> _Source extract_
%%

- Episode no.: Season 8 Episode 1
- Directed by: Andy Ackerman
- Written by: Alec Berg & Jeff Schaffer
- Production code: 801
- Original air date: September 19, 1996

Guest appearances
- Janeane Garofalo as Jeannie; Susan Walters as Dolores; Bruce Davison as Wyck; Grace Zabriskie as Mrs. Ross; Warren Frost as Mr. Ross; John O'Hurley as J. Peterman; Joe Urla as Dugan; Todd Bosley as Joey; Diana Castle as Mrs. Zanfino; Stuart Quan as Sensei; Herb Mitchell as Businessman #1; Robert Louis Kempf as Businessman #2; Lawrence Mandley as Larry; Lauren Bowles as Waitress #1; Peggy Lane as Waitress #2; Paige Tamada as Clara; Robert Padnick as Willie; Ruth Cohen as Ruthie; Renee Fishman as Monk's Cafe Patron (uncredited);

Episode chronology
| ← Previous "The Invitations" | Next → "The Soul Mate" |
- Seinfeld season 8

= The Foundation (Seinfeld) =

"The Foundation" is the 135th episode of the American television sitcom Seinfeld. This was the first episode of the eighth season, and as such was the first episode in which Jerry Seinfeld assumed command of the show following the departure of its co-creator, Larry David. It was originally broadcast on the NBC network on September 19, 1996.

In the episode, following the death of his fiancée Susan Ross at the end of the previous season, George finds himself tasked with being on the board of directors at a foundation dedicated to her memory. Meanwhile, Kramer inspires Elaine to take charge after J. Peterman abandons his company and runs off to Myanmar (Burma), and Jerry discovers that his and George's severed engagements make them more attractive to women.

==Plot==
While George wishes to move on from his fiancée Susan's death, her parents want to keep her memory alive by creating a foundation in her honor, inspired by words of comfort Jerry told them while visiting Susan's grave. Interrupting George's celebration of his rediscovered bachelorhood, the Rosses ask him to sit on the board of directors. George is horrified at the prospect of all his free time being sacrificed to the foundation but uncomfortable with refusing.

%%

> _Data for analysis_
%%

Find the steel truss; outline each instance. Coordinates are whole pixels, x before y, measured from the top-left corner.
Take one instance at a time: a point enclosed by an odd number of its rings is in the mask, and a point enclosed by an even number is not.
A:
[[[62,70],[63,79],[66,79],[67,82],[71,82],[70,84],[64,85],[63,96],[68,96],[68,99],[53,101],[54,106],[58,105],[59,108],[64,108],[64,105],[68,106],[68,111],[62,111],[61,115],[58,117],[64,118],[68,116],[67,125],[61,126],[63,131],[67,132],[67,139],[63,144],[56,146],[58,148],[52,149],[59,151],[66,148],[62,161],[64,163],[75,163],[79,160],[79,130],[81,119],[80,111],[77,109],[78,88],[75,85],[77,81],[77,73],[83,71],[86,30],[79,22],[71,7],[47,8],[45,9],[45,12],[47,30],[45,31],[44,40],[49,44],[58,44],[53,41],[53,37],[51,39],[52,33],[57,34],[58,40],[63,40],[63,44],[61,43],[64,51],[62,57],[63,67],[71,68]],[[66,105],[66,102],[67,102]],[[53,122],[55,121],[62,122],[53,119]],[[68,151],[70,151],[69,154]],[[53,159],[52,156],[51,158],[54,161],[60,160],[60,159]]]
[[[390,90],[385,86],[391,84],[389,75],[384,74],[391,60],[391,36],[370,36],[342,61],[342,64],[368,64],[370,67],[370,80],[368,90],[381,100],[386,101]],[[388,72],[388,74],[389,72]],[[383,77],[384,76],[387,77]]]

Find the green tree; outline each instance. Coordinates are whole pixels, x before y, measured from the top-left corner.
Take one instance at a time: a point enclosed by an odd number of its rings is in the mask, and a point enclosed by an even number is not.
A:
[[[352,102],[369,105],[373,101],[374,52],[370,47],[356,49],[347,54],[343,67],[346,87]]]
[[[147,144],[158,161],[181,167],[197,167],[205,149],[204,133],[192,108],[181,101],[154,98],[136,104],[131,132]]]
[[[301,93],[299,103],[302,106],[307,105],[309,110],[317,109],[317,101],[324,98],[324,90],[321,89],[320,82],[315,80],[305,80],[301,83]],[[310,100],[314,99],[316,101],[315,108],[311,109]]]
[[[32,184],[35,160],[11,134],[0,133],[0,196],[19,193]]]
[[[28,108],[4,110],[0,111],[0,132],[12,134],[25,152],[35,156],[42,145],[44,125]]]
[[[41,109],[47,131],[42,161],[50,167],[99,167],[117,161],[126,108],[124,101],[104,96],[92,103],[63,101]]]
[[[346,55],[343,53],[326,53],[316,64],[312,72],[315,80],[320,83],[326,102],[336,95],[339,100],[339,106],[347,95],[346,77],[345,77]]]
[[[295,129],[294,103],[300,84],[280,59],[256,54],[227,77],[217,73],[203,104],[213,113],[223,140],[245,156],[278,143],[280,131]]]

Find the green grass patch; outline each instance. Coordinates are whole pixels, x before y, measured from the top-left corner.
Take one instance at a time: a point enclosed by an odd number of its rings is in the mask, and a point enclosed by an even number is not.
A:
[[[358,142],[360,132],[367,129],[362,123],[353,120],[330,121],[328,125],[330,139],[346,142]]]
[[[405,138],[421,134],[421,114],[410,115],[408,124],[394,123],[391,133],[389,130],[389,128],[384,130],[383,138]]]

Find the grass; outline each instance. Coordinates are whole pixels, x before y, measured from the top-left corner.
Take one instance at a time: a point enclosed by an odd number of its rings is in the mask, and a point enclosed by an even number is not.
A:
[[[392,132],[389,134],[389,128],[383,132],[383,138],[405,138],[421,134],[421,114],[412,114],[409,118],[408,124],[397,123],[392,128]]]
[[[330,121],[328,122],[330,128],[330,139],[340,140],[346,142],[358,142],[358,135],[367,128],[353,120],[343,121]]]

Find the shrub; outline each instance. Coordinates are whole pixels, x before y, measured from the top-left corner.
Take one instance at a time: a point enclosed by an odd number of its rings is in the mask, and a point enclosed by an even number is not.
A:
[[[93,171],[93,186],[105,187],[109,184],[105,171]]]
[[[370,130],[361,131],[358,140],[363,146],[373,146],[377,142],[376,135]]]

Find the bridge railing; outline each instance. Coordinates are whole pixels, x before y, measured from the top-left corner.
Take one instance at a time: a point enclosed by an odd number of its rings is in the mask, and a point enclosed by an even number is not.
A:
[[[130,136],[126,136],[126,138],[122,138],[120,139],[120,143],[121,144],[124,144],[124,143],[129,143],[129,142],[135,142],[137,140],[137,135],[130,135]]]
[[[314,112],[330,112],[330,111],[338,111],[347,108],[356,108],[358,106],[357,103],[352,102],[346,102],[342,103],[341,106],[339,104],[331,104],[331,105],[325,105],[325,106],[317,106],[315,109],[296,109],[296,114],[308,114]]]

%%

> _Work to complete_
A - List everyone the Seinfeld episode article credits as director or writer of "The Foundation."
B - Answer these questions using the Seinfeld episode article.
(i) What is the episode's production code?
(ii) Where does J. Peterman run off to after abandoning his company?
(iii) On which network was the episode originally broadcast?

> _Numbered responses_
A - Andy Ackerman (director); Alec Berg and Jeff Schaffer (writers)

B -
(i) 801
(ii) Myanmar (Burma)
(iii) NBC